═════ DATA EXCERPTS ═════

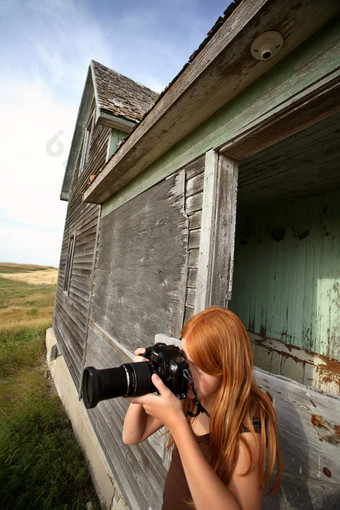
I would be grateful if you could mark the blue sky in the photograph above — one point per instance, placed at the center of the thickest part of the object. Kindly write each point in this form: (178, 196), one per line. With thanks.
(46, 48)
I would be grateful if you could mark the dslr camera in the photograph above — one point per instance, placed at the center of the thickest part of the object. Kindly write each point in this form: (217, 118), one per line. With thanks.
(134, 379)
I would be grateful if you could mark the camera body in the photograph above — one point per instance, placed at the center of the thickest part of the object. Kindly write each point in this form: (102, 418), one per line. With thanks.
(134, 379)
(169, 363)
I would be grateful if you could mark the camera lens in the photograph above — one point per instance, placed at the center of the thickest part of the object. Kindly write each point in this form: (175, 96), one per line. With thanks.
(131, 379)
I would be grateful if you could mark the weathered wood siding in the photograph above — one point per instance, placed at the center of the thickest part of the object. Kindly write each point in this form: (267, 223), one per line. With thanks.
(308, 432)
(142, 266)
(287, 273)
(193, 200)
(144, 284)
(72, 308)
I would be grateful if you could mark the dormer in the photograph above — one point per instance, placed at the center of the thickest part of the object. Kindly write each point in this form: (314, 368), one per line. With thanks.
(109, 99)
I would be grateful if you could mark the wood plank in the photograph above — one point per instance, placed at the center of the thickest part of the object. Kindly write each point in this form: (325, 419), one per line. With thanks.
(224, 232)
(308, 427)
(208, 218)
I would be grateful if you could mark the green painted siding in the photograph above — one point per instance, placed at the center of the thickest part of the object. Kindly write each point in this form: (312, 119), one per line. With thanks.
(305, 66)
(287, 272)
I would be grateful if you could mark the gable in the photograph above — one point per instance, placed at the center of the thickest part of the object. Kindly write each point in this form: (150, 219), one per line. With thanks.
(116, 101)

═════

■ WRITTEN REQUEST ■
Look above for the line containing "I would be grateful if you could mark the camera lens"; copy from it through the last line, exactly, and nothing more.

■ EXERCISE ANSWER ■
I would be grateful if you could mark the camera lens in the photograph above — one point per instance, placed at the center of the thickest part of the object. Kindly write each point in this form: (175, 96), one per line. With thanks.
(131, 379)
I would be grateful if you could mark the weathered wood siding in the photograph above — one point per instance, placed at the center of the thickest part of the object. Kindly write each point in this form: (267, 223), one per line. With thanks.
(308, 432)
(142, 266)
(287, 273)
(193, 200)
(144, 284)
(72, 308)
I would be grateful if you could mark the dormer in the photograph above — one point per instance, placed at the center of the thickest part of the object. Kindly write each point in this form: (314, 368), one per line. With thanks.
(109, 99)
I would be grateful if you could mark the wood plank in the photograph above — one point per instance, placed at the center of the thickest part of the object. Kindly write each point in this form: (325, 419), one per line. With thanks.
(224, 232)
(308, 427)
(208, 218)
I would be grateful if you could mark the green painted siding in the photograph above — one point per instance, placed at the center of the thickest part of the object. Kindly write each point in this form: (312, 119), one per line. With thanks.
(305, 66)
(287, 272)
I would be grateful if you could mark the gable in the photograph above — one point per instance, placed at the center of the thickest part of the object. Kindly write each point in this form: (150, 219), one per line. With thanks.
(116, 101)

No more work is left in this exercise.